The problem: Can you format the material from the line that contains "--target tree trunk" through the line that contains "M 149 119 L" as a JSON list of strings, one string per line, leaving out blank lines?
● ● ●
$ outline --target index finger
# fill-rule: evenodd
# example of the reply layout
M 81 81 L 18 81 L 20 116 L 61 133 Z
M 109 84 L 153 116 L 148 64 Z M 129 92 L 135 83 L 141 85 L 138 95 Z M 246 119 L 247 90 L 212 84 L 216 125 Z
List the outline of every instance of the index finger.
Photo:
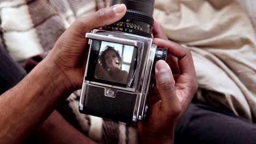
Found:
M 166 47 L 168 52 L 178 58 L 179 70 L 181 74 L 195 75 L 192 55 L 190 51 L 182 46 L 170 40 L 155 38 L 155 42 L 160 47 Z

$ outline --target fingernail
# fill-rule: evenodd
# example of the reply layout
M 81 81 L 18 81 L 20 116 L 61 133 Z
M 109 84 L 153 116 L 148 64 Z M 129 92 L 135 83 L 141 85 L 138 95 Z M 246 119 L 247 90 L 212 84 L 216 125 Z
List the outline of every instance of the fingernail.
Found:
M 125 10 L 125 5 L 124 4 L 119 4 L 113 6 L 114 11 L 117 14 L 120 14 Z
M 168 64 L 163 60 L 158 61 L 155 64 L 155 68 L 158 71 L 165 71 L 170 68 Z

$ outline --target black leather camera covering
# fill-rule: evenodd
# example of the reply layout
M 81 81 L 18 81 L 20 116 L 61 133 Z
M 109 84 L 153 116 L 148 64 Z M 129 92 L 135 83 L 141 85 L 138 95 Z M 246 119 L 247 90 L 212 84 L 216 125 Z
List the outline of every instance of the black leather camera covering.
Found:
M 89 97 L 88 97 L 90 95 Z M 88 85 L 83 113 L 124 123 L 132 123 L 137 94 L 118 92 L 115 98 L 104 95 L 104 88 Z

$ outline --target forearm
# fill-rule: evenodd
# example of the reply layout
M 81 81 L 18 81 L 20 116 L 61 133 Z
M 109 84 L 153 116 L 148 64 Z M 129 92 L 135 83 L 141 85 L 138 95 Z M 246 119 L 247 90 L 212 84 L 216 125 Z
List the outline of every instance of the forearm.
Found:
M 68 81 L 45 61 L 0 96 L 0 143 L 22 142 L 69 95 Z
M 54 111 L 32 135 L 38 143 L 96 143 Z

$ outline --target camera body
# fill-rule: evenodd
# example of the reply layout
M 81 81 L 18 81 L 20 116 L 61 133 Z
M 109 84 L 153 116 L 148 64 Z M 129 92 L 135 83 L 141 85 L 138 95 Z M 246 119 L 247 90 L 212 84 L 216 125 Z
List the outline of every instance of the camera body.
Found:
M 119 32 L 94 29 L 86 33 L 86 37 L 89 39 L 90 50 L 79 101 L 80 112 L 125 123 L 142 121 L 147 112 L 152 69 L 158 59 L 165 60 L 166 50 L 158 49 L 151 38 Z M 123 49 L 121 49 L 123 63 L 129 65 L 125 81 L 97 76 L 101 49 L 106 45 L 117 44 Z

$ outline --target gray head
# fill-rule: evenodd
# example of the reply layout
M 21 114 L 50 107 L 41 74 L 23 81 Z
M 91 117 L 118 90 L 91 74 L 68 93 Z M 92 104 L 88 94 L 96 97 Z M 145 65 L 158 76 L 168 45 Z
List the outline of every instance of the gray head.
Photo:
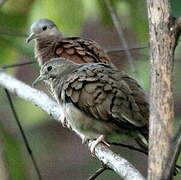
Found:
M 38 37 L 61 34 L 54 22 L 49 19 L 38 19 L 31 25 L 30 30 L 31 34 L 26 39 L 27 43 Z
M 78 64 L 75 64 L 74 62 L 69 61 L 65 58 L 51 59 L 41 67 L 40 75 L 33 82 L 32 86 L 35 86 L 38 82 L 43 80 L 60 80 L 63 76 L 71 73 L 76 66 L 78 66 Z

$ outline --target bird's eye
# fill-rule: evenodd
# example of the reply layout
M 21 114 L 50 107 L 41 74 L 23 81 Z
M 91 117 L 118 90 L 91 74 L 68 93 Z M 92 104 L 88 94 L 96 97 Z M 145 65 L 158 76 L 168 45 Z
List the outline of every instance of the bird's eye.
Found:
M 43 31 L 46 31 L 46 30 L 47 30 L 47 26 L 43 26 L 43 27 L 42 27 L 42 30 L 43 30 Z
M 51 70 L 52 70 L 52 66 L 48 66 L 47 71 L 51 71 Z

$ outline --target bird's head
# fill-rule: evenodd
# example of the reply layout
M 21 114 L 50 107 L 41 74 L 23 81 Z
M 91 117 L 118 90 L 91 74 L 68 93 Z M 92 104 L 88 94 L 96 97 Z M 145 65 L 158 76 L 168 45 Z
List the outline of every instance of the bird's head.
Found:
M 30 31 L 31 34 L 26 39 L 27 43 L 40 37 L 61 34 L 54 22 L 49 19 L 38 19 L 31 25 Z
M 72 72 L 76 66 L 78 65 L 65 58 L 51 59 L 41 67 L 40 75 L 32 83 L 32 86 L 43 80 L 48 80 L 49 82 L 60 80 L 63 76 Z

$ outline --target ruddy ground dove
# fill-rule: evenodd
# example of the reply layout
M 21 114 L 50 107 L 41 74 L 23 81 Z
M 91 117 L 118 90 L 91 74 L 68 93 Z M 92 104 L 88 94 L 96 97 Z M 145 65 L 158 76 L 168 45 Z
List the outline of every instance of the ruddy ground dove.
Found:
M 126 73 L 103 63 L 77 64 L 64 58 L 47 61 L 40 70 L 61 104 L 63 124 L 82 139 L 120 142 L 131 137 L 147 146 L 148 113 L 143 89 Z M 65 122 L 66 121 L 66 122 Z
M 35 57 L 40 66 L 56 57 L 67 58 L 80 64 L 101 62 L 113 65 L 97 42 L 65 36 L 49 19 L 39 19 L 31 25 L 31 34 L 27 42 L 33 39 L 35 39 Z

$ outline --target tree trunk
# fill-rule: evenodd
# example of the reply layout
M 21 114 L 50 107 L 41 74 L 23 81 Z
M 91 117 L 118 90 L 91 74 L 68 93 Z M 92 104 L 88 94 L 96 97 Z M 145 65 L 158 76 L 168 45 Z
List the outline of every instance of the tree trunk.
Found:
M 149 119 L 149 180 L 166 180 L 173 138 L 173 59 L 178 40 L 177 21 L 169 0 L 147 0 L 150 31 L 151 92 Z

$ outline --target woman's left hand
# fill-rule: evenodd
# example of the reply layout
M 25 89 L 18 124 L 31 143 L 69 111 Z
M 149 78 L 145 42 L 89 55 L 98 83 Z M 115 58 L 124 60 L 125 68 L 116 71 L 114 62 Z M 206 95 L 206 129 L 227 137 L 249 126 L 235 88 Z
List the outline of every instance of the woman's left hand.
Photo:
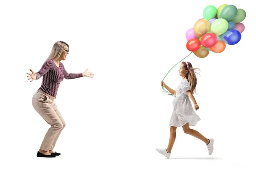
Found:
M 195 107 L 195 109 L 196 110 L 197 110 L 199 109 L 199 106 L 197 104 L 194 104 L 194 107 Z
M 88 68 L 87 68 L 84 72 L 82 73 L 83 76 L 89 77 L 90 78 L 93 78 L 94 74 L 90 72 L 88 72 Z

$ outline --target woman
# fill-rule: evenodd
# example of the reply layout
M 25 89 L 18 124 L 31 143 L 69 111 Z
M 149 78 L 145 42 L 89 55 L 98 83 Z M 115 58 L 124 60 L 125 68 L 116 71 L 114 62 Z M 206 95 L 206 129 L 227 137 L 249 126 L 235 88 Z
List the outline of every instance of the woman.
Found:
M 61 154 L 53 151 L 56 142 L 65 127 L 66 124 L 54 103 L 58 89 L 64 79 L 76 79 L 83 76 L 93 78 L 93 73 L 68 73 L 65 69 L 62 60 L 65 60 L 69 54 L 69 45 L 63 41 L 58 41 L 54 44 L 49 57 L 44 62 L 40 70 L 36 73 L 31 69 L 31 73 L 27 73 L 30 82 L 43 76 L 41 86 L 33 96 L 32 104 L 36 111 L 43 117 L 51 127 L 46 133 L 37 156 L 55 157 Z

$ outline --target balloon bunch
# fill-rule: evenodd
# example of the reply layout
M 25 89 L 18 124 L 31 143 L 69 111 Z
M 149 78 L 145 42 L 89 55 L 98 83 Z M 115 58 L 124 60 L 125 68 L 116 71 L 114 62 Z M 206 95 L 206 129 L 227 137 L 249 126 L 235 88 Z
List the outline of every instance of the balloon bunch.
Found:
● ● ●
The completed task:
[
  "$ outline --target tree trunk",
  "# fill-rule: evenodd",
  "# example of the reply layout",
  "M 21 114 L 50 107 L 41 74 L 23 81 Z",
  "M 91 117 L 118 90 L 91 74 L 68 93 Z M 92 104 L 88 94 L 96 97 Z M 145 65 L 158 76 L 168 45 Z",
  "List the outline of every instance of the tree trunk.",
  "Found:",
  "M 149 119 L 149 180 L 166 180 L 173 138 L 173 59 L 178 40 L 177 21 L 169 0 L 147 0 L 150 31 L 151 92 Z"
]